#### What to produce:
Edit the stretch of lines from the one containing "the cilantro sprig" through the one containing "306,380,409,458", replacing "cilantro sprig" with "coriander sprig" and leaving everything else unchanged. Return only those lines.

#### Raw data:
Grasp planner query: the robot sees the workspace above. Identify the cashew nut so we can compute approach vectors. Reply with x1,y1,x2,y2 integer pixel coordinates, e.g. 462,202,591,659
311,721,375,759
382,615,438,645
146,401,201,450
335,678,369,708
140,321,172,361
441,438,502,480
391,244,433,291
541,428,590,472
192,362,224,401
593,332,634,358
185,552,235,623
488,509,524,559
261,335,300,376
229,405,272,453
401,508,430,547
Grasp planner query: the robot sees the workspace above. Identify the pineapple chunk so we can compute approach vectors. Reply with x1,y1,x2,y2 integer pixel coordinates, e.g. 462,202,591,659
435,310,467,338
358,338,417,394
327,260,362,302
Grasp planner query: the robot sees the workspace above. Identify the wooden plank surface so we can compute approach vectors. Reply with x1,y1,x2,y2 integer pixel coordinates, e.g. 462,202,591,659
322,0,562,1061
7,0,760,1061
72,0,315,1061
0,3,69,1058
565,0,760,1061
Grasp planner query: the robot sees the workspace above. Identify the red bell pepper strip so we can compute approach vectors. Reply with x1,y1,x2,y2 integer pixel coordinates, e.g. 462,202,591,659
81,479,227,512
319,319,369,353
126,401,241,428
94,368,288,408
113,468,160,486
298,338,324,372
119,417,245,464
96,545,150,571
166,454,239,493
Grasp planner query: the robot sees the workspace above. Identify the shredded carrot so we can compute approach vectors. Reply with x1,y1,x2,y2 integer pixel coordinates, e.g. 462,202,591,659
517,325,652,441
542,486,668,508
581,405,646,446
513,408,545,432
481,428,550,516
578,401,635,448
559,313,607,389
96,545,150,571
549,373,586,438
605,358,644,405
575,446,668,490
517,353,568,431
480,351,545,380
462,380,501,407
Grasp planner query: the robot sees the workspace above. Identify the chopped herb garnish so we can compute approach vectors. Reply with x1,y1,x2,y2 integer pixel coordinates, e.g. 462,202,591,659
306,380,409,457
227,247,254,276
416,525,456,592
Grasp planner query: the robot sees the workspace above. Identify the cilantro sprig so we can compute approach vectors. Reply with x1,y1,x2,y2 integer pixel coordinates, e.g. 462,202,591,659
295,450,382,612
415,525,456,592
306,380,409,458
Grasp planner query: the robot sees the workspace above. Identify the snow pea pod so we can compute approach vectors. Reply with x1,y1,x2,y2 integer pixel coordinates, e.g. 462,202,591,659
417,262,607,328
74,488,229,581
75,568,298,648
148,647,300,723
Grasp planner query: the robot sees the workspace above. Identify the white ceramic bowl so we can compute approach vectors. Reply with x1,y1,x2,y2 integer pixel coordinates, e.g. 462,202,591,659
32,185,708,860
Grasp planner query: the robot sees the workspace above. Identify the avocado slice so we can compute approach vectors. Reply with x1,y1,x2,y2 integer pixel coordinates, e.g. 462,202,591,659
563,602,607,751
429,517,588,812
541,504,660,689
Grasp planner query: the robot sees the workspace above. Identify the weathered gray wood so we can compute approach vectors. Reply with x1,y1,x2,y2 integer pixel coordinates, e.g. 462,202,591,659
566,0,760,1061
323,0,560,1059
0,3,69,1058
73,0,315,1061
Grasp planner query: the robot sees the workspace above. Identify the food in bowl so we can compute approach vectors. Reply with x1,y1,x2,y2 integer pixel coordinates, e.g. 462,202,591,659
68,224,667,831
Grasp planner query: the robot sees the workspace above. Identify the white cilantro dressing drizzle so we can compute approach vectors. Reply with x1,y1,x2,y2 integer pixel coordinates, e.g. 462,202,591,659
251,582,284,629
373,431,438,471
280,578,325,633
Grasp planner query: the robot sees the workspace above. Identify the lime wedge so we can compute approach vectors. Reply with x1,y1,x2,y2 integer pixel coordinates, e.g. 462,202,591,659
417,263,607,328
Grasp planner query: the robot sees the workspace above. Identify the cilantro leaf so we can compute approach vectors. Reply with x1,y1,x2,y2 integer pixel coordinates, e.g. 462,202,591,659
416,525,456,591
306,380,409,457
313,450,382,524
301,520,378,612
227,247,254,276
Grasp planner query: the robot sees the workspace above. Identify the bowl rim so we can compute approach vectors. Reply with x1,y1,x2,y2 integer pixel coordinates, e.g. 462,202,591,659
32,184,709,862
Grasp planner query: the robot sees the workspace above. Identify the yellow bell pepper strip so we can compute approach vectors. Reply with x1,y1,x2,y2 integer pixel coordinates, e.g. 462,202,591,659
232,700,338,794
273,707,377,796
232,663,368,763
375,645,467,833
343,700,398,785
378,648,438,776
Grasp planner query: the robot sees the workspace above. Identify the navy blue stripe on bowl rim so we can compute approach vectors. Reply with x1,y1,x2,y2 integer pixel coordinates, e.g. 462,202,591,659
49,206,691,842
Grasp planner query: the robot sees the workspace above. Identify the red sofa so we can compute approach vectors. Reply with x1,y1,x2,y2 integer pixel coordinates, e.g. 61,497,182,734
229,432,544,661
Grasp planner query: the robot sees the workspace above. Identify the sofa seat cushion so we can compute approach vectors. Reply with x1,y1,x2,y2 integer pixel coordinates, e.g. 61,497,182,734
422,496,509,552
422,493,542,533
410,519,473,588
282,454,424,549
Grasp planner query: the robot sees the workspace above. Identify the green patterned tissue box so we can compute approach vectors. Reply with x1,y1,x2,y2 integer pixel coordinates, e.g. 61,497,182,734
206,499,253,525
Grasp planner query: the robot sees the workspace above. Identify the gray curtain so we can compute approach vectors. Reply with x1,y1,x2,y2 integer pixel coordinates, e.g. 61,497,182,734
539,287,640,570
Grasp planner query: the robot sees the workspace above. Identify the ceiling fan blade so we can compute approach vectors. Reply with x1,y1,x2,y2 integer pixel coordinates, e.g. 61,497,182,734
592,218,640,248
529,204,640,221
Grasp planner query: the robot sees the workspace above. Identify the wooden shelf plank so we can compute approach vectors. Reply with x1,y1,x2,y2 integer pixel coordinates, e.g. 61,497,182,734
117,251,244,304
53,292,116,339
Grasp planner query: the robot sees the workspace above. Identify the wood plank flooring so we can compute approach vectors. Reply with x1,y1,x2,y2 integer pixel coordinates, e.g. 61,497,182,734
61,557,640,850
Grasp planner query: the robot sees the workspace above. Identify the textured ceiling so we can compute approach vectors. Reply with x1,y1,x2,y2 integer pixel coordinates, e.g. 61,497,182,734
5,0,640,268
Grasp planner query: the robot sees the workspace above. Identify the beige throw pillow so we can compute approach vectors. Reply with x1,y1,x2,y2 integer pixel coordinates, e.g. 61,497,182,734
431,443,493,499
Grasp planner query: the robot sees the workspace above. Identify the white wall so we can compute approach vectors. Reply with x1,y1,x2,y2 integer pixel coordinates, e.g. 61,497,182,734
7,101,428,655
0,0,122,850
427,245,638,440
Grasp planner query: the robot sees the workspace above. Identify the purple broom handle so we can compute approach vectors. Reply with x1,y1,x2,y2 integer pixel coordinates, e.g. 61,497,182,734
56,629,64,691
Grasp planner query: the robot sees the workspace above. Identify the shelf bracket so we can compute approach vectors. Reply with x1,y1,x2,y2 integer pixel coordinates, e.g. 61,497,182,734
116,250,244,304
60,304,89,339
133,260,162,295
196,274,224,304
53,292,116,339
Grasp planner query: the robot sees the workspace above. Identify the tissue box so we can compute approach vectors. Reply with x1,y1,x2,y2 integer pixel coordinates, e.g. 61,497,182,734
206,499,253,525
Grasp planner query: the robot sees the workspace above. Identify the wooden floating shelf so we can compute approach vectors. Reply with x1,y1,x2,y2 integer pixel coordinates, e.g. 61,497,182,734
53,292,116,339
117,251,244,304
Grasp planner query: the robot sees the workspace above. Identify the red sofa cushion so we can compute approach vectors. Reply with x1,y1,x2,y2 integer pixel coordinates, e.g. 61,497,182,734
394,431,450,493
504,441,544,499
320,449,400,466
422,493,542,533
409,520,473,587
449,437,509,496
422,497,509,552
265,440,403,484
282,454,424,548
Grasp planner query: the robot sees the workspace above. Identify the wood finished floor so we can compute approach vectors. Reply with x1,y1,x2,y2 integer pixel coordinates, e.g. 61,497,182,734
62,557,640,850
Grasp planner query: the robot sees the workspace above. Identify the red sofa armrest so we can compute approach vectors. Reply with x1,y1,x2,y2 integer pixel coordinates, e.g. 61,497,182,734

#### Solution:
Grasp planner query: the robot sees the workspace above. Identify the coriander sprig so we can compute approach vectors. Reply with x1,y1,x2,y2 integer pixel coordinates, e.g. 462,202,591,659
295,450,382,612
415,525,456,592
306,380,409,458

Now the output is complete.